## PROBLEM REQUIREMENTS
Below are records to be transcribed exactly; any pictures should be left out.

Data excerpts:
%%

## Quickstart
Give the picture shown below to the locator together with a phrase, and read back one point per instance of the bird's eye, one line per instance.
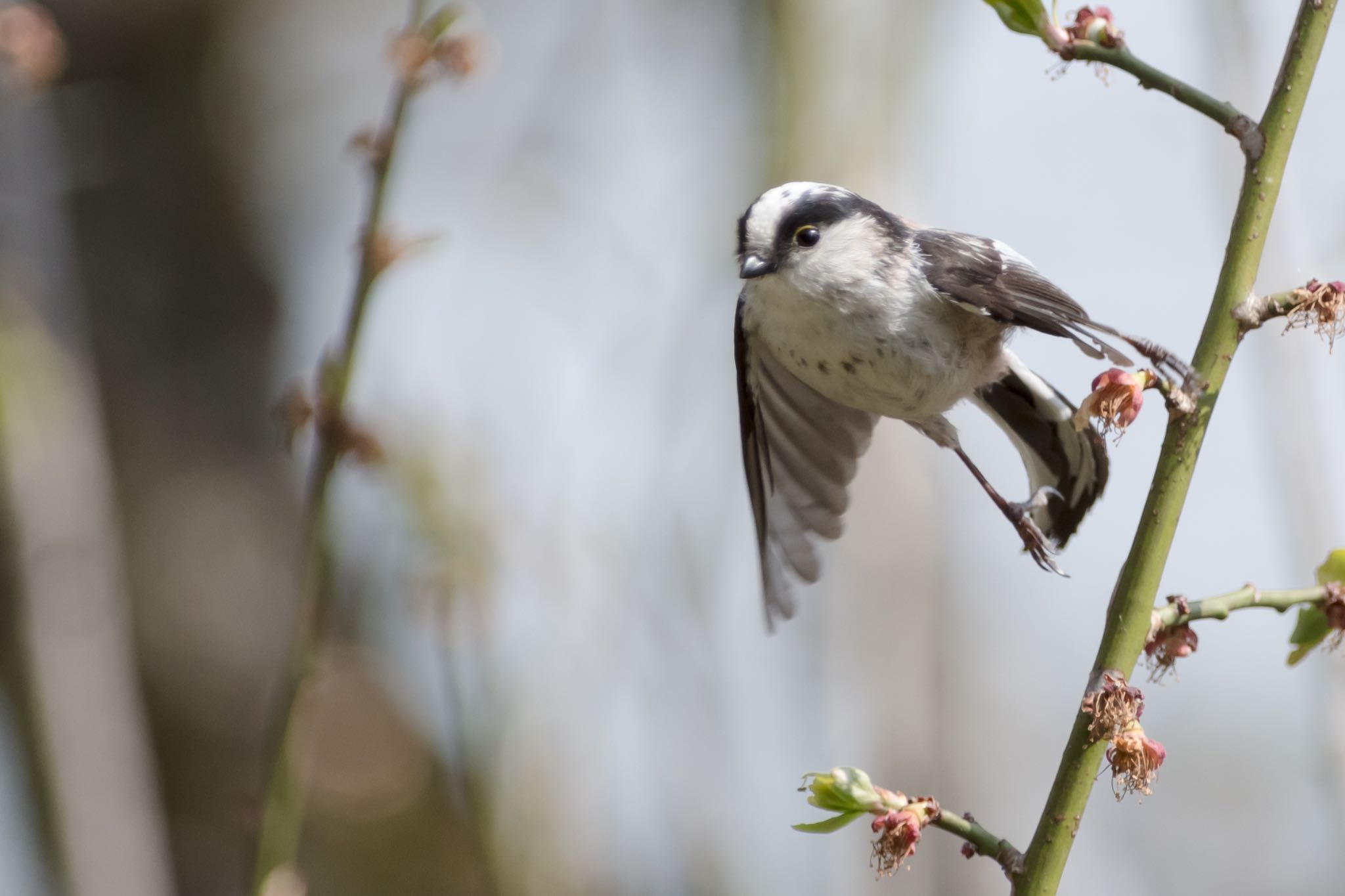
(807, 237)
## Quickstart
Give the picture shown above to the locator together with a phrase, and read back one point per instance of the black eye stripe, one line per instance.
(807, 237)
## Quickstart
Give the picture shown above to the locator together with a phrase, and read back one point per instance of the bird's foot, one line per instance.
(1178, 371)
(1033, 539)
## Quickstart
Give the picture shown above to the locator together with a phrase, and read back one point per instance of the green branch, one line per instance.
(982, 842)
(1258, 309)
(1132, 602)
(283, 811)
(1245, 598)
(1224, 113)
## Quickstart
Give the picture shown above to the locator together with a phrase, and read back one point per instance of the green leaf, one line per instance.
(440, 22)
(1024, 16)
(1333, 570)
(827, 825)
(1309, 631)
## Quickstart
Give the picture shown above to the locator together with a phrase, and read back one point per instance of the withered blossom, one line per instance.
(33, 53)
(899, 832)
(1323, 308)
(1134, 758)
(1113, 706)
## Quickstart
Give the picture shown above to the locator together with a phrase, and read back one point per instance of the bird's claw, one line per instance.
(1033, 539)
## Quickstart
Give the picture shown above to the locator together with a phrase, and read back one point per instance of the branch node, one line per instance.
(1250, 136)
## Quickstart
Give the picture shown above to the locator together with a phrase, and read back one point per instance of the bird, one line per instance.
(850, 313)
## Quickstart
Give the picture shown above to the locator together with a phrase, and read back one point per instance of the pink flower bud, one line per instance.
(1115, 400)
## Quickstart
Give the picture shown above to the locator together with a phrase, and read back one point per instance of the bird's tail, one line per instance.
(1040, 422)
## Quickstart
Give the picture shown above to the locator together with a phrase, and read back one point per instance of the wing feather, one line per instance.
(992, 277)
(801, 450)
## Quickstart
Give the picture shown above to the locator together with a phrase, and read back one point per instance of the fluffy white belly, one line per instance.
(908, 359)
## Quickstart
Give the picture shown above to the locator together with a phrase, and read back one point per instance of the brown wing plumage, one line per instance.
(799, 452)
(993, 280)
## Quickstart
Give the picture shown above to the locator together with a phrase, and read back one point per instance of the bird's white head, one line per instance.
(816, 236)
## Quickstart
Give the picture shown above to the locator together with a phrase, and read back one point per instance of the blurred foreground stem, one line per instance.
(1130, 610)
(283, 812)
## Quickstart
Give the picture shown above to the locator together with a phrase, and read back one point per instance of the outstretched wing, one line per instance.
(799, 452)
(990, 278)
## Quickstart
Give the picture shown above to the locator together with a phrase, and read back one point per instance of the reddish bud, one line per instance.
(1097, 26)
(1115, 400)
(1168, 647)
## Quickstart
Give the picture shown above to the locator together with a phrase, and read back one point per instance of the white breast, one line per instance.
(891, 349)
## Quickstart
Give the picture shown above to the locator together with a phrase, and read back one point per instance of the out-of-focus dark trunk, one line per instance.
(181, 320)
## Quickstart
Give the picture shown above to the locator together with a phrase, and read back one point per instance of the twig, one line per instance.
(1224, 113)
(1258, 309)
(1220, 606)
(1133, 599)
(982, 842)
(283, 809)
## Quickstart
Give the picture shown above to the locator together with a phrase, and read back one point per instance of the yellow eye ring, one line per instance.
(807, 236)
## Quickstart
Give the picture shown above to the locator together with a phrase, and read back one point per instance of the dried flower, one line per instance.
(345, 437)
(1134, 759)
(460, 55)
(1168, 647)
(899, 832)
(1333, 606)
(294, 412)
(1115, 400)
(385, 249)
(33, 53)
(1113, 706)
(409, 54)
(1321, 307)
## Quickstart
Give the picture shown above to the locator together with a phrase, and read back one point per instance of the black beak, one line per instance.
(755, 267)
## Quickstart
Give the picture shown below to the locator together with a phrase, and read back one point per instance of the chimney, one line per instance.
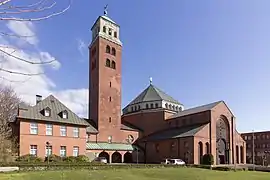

%%

## TASK OUTPUT
## Quickstart
Give the picture shown below to the locator together with a phrase, and read back one point per instance of the bird's eye, one line per instance.
(807, 237)
## Quickstart
Give the picture shown above to the locator together with a phrase, and read back one point per instance of the black eye stripe, one line per instance.
(807, 237)
## Quickstart
Give the picture shown above to the locator together with a phrase, and read back one point per instance of the bird's foot, one line per instance.
(1178, 371)
(1033, 539)
## Quickstart
Give the picture shown above to the locator together with a phrase, and read back one point per instance of the green branch, one line per instance.
(982, 842)
(1258, 309)
(1132, 602)
(283, 811)
(1245, 598)
(1224, 113)
## Quickstart
Give the picture shown above to the locator together with a phrase, and read back one point per instance of the green leaf, one line per instance.
(440, 22)
(1024, 16)
(1333, 570)
(827, 825)
(1309, 631)
## Quickstart
Give the picture shown above to the locator together with a phrase, and read back one point per instance of the withered blossom, one line per instance.
(33, 53)
(899, 832)
(1323, 308)
(1134, 758)
(1113, 706)
## Quickstart
Give the picture shown above to the locator together with a phrase, and read back one point per instance of the bird's claw, one line per instance.
(1033, 539)
## Quickstart
Give the picture shown above to the locator together with a phrase, and read back one point per instance of the branch node, one line per instance.
(1250, 136)
## Quickstart
Give the picture shown above to the locator together with a phrase, and read back one point per instance of the bird, one line per instance.
(850, 313)
## Quickstart
Give the picture shown above to the locator together with a phrase, and read back one point per instance of the pink flower bud, one line per instance.
(1115, 400)
## Quickstart
Give the picture shown above to the locator together with a phrase, and read back one point per instance of the bird's tail, one line per instance.
(1040, 422)
## Quickstart
Give the picture shown above to the locator together with a phrase, and read back one point per instance of the wing feather, one line per instance.
(992, 277)
(801, 450)
## Quickstart
Give the picture shown above to the locator together with a phrase, and read back one point per instance of the fluffy white belly, one line per instance.
(908, 359)
## Quickstart
Give the picture shown above to the locator together with a phrase, and read back one point per instance of the brown wing plumage, one line per instance.
(799, 452)
(993, 280)
## Quickstart
Give the picture shown above to the locator together with a phrase, and read back one point per instance of the bird's white head, one line per instance.
(816, 236)
## Quickstart
Give the picture shown above to the locator together with a phrase, and read back one point per instance of the blurred foreground stem, one line per instance.
(1130, 610)
(283, 812)
## Quickstart
Give the picture shown above to the locator together with a phrase, and read back one point per instance of the outstretched wing, one line per instance.
(799, 452)
(990, 278)
## Quickstart
Give the picture shown above to the locator together with a phrase, and read back one point per instance of the reddish bud, one line per instance.
(1097, 26)
(1115, 400)
(1168, 647)
## Quickstart
Give the picture shown above to the locator together with a phrase, and read back one point per instance of the white breast, one line per instance.
(891, 349)
## Quickstart
Give the picture shown above to the locator together with a phrase, and read back one point per instance of the out-of-focus dark trunk, one line per instance.
(181, 320)
## Quickstart
Give the picture shown above to the locator together with a phrase, and read back one point per instance of the twig, one line per instance.
(1224, 113)
(1258, 309)
(1220, 606)
(1133, 599)
(982, 842)
(283, 809)
## Quickstart
Give the picture shown above to the locator together with a phrase, and read back one point per instance of the yellow eye ring, one line per instance.
(807, 236)
## Quickstart
Give the picture shown above to the locator together with a phrase, and read back one point per instance of the dried flower, one line per instance.
(345, 437)
(1134, 759)
(460, 55)
(1168, 647)
(899, 832)
(1333, 606)
(294, 412)
(1115, 400)
(385, 249)
(33, 53)
(1113, 706)
(409, 54)
(1321, 307)
## Quickstart
Give the picture shown above to the locator together with a phrase, and read back one point per instance of the black beak, one line per instance.
(755, 267)
## Quickstart
Give the picture shown below to the locator together with a phrase, and read back one point per instance of the chimney, one line per instance.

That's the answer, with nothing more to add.